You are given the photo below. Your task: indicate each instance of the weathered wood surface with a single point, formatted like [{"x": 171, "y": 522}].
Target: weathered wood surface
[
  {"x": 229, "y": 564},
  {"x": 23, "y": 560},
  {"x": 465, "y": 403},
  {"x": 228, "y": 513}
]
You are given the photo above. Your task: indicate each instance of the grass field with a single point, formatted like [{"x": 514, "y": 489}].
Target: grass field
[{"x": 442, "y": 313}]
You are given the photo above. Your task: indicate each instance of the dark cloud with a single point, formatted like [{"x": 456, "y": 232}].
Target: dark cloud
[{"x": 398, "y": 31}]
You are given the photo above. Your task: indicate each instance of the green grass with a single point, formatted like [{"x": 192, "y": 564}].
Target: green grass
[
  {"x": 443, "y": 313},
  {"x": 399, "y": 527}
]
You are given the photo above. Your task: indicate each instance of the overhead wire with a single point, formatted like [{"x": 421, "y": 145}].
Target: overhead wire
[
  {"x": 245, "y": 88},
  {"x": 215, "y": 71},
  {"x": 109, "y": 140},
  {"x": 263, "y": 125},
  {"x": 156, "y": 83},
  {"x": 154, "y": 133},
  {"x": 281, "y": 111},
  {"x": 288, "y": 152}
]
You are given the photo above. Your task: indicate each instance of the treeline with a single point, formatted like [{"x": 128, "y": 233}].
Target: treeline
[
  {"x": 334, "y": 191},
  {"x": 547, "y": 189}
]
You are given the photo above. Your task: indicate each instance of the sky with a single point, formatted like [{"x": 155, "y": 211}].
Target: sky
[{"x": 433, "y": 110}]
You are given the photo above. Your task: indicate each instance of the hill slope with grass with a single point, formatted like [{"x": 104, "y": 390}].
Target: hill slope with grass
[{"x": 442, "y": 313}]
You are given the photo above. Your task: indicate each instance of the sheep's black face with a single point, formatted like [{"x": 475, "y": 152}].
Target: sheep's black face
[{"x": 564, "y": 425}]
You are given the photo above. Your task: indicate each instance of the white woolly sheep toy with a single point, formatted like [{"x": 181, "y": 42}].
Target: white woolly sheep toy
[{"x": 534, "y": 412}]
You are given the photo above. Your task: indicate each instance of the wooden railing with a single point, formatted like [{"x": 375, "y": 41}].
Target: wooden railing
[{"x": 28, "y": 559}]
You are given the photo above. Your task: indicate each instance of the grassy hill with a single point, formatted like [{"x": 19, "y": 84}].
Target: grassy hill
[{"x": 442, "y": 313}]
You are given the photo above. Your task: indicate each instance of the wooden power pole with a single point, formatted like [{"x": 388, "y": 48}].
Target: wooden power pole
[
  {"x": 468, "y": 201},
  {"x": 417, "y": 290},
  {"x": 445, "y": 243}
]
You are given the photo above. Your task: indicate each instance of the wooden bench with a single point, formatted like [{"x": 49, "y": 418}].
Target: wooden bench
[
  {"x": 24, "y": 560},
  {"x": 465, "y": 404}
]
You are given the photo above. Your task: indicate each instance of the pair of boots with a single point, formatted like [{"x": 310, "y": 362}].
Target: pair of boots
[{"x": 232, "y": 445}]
----
◆ Exercise requirements
Rewrite all of the lines above as a numbered list, omitting any blank lines.

◆ Exercise output
1. You are given the photo below. Your task: indicate each instance of the weathered wood surface with a single point, formatted like [{"x": 171, "y": 522}].
2. Target: weathered wood surface
3. [
4.   {"x": 229, "y": 564},
5.   {"x": 23, "y": 560},
6.   {"x": 465, "y": 403},
7.   {"x": 228, "y": 513}
8. ]
9. You are given the photo above. Your task: indicate each instance of the grass field with a single point, formatted like [{"x": 514, "y": 489}].
10. Target: grass field
11. [{"x": 442, "y": 313}]
12. You are given the photo above. Your task: indicate each instance of the dark cloud with a single point, formatted like [{"x": 456, "y": 232}].
13. Target: dark cloud
14. [{"x": 398, "y": 31}]
15. You are given the photo above. Your task: indicate each instance of the green grass with a single point, formatted like [{"x": 192, "y": 564}].
16. Target: green grass
17. [
18.   {"x": 443, "y": 313},
19.   {"x": 399, "y": 527}
20. ]
21. You are given the photo above. Your task: indicate each instance of the overhead wire with a single point, formatted like [{"x": 421, "y": 145}].
22. Target: overhead wire
23. [
24.   {"x": 245, "y": 88},
25.   {"x": 215, "y": 71},
26.   {"x": 109, "y": 140},
27.   {"x": 263, "y": 125},
28.   {"x": 156, "y": 83},
29.   {"x": 154, "y": 133},
30.   {"x": 281, "y": 111},
31.   {"x": 288, "y": 152}
32. ]
33. You are given the photo above. Your task: indicate each instance of the treeline with a single point, formatted like [{"x": 128, "y": 233}].
34. Target: treeline
35. [
36.   {"x": 334, "y": 191},
37.   {"x": 547, "y": 189}
38. ]
39. You are given the photo above. Your task: indicate each instance of the sky with a single point, formatted like [{"x": 155, "y": 211}].
40. Target: sky
41. [{"x": 433, "y": 110}]
42. You are given the photo above. Your task: indicate each instance of the hill slope with grass with a single point, formatted like [{"x": 104, "y": 390}].
43. Target: hill slope with grass
44. [{"x": 442, "y": 313}]
45. You are given the photo above. Your task: indicate each instance of the sheep's black face with a single point, formatted like [{"x": 475, "y": 152}].
46. Target: sheep's black face
47. [{"x": 564, "y": 425}]
48. You are given the photo above. Your task: indicate each instance of the white woolly sheep toy with a single point, formatted like [{"x": 181, "y": 42}].
49. Target: white woolly sheep toy
50. [{"x": 534, "y": 412}]
51. You are given the photo above. Your task: indicate each instance of the wooden railing with a single point, formatted like [{"x": 375, "y": 41}].
52. Target: wooden railing
53. [{"x": 28, "y": 559}]
54. You are given the photo above. Your task: indicate each instance of the grassy hill with a single point, formatted like [{"x": 19, "y": 84}].
55. Target: grassy hill
56. [{"x": 442, "y": 313}]
57. You are given the photo above. Your task: indicate each instance of the wooden power pole with a single point, formatted like [{"x": 388, "y": 48}].
58. Target: wooden power pole
59. [
60.   {"x": 468, "y": 201},
61.   {"x": 417, "y": 290},
62.   {"x": 445, "y": 243}
63. ]
64. You are given the photo above. Your task: indicate each instance of the wooden bench with a single point, formatted like [{"x": 49, "y": 418}].
65. Target: wooden bench
66. [
67.   {"x": 24, "y": 560},
68.   {"x": 465, "y": 404}
69. ]
70. You are given the photo above. Your task: indicate each instance of the pair of boots with a single point, formatted like [{"x": 310, "y": 362}].
71. Target: pair of boots
72. [{"x": 232, "y": 445}]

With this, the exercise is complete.